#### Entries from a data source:
______________________________

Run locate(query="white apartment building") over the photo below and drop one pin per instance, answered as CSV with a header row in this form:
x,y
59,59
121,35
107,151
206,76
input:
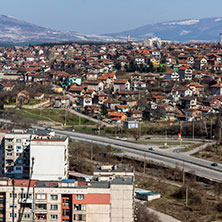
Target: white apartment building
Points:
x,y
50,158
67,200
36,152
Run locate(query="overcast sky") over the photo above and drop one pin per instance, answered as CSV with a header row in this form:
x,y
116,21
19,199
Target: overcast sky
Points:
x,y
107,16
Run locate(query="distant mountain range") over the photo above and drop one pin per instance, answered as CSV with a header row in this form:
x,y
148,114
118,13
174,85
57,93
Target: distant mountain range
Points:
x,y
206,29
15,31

______________________________

#### Task requirements:
Copy the entries above line for line without any changes, omitting the pictures from your answer.

#### Completed exercise:
Run locate(query="white apartment building") over the photo below and drop one pin per instance, answered as CSV with a header row in this form:
x,y
59,59
121,35
107,151
206,76
input:
Target: white apartment building
Points:
x,y
50,158
67,200
36,152
Run locate(query="overcast sky") over the photo above and drop one pin per instance, answered as CSV with a header row in this form:
x,y
116,21
19,199
Target: overcast sky
Points:
x,y
107,16
Run locate(query="distant mountain range") over the photo above and drop one pin per instance, answered as CSV with a header row in this form:
x,y
148,114
118,13
174,85
57,93
Target: distant mountain range
Points:
x,y
206,29
15,31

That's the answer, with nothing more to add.